## Required action
Beginning with the line where "Query: gray patterned leggings" appears, restate the lines word for word through the last one in the listing.
____ Material for this exercise
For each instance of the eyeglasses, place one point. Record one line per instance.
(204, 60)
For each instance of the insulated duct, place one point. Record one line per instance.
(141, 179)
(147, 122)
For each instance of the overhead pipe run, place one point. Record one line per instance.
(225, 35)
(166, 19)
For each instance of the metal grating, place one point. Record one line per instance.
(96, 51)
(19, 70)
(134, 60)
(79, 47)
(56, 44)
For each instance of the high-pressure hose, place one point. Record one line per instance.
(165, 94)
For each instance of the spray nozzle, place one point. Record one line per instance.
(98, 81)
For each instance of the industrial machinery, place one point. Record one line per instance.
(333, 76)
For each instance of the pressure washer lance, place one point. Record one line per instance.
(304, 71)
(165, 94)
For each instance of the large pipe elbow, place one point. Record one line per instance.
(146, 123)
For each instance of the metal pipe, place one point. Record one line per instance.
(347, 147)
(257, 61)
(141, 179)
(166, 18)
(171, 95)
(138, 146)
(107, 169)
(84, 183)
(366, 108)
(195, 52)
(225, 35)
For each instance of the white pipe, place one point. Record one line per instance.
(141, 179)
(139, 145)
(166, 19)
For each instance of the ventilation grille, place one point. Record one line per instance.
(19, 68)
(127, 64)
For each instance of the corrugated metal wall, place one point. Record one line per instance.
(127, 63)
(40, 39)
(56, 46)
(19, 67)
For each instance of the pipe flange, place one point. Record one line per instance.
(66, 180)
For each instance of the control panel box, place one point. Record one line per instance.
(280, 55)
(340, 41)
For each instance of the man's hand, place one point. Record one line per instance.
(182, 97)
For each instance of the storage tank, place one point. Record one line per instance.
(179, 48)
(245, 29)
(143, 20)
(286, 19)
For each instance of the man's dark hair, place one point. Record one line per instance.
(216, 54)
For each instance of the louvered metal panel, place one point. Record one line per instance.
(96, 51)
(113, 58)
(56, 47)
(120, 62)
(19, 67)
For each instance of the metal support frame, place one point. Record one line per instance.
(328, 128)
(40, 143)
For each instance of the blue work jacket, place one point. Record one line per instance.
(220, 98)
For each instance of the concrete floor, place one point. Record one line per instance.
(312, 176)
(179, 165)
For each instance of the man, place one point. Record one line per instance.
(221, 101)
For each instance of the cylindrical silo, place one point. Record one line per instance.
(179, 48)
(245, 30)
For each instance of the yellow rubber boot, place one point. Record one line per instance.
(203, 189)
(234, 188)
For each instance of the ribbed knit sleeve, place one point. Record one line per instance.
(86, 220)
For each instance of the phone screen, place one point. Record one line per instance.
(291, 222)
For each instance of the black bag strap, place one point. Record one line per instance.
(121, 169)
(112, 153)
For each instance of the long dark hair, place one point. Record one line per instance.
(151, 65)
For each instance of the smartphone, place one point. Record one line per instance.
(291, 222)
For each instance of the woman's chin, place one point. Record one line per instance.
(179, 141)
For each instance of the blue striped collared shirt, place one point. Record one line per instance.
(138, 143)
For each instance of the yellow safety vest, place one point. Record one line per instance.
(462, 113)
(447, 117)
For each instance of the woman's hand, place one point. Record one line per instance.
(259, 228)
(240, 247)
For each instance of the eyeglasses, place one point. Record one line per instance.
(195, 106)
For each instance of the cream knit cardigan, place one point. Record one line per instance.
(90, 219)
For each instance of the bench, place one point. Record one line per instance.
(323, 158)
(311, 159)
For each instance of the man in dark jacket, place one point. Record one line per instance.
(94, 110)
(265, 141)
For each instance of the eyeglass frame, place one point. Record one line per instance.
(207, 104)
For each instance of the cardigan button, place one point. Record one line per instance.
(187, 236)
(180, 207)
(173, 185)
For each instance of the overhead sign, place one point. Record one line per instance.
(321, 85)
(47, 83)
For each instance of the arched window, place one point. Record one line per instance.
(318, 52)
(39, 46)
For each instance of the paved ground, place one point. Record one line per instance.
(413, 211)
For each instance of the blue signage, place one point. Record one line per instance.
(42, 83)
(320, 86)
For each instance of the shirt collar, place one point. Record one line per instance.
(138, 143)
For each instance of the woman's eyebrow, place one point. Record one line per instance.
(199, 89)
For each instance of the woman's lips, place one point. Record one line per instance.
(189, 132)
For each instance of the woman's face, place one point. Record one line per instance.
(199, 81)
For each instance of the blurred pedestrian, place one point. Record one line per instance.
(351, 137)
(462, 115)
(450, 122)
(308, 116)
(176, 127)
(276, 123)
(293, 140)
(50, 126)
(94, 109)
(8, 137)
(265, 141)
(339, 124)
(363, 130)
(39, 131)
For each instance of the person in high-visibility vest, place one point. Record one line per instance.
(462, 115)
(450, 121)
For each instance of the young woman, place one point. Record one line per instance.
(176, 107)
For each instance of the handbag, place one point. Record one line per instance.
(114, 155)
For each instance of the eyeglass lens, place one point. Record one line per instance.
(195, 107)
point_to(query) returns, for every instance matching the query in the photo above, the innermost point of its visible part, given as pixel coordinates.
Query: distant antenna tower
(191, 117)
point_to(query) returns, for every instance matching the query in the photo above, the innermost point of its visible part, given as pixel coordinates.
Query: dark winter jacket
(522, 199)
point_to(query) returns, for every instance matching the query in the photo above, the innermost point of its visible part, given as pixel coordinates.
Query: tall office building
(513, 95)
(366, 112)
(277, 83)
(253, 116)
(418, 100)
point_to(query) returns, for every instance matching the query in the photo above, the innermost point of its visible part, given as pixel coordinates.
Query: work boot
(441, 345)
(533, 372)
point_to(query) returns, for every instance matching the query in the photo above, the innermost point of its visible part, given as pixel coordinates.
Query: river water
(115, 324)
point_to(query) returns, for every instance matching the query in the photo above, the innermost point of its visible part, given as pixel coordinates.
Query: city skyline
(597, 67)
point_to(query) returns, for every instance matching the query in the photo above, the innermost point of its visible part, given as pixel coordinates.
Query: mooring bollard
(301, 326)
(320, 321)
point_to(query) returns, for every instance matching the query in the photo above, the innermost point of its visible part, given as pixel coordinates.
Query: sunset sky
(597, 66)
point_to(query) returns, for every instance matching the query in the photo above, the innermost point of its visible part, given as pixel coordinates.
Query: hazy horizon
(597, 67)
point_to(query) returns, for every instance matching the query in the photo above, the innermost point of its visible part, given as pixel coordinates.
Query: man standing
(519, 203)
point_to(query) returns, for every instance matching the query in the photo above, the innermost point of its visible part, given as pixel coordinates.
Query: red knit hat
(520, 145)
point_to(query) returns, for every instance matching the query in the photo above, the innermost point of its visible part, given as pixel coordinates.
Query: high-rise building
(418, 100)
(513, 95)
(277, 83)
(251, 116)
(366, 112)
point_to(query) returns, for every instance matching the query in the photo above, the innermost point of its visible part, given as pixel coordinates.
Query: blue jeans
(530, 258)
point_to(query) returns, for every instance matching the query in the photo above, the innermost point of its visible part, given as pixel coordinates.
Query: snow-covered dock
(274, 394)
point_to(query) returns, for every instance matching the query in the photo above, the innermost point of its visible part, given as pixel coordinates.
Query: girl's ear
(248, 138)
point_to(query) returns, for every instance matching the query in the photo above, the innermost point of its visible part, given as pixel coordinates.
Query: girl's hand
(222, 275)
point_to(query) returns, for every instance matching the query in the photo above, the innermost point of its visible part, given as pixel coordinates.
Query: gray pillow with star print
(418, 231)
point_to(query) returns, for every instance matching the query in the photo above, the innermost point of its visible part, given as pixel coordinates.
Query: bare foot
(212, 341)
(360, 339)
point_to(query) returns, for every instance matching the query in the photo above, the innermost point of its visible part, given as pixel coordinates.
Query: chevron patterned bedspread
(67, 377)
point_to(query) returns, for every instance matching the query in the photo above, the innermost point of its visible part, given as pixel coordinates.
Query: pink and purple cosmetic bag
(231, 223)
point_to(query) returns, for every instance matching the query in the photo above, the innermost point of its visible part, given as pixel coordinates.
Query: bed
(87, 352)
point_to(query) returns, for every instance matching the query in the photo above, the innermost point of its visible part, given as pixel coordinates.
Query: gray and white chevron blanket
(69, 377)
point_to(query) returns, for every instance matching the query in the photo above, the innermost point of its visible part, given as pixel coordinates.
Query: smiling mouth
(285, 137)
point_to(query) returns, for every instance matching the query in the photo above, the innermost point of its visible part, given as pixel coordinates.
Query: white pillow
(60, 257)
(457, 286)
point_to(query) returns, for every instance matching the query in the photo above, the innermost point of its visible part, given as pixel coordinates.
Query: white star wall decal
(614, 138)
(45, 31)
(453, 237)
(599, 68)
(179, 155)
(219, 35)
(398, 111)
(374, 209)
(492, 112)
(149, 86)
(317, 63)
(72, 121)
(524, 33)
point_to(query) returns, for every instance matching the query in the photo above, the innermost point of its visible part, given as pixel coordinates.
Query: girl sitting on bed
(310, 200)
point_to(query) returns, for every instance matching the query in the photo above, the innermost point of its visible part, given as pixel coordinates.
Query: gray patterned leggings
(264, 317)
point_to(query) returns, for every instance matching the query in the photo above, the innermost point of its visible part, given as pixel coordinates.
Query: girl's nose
________
## Exercise answer
Query: gray patterned leggings
(264, 317)
point_to(query) returns, for every instance matching the query in the photo above, the innermost point of its visible part, given as pixel coordinates.
Query: girl's nose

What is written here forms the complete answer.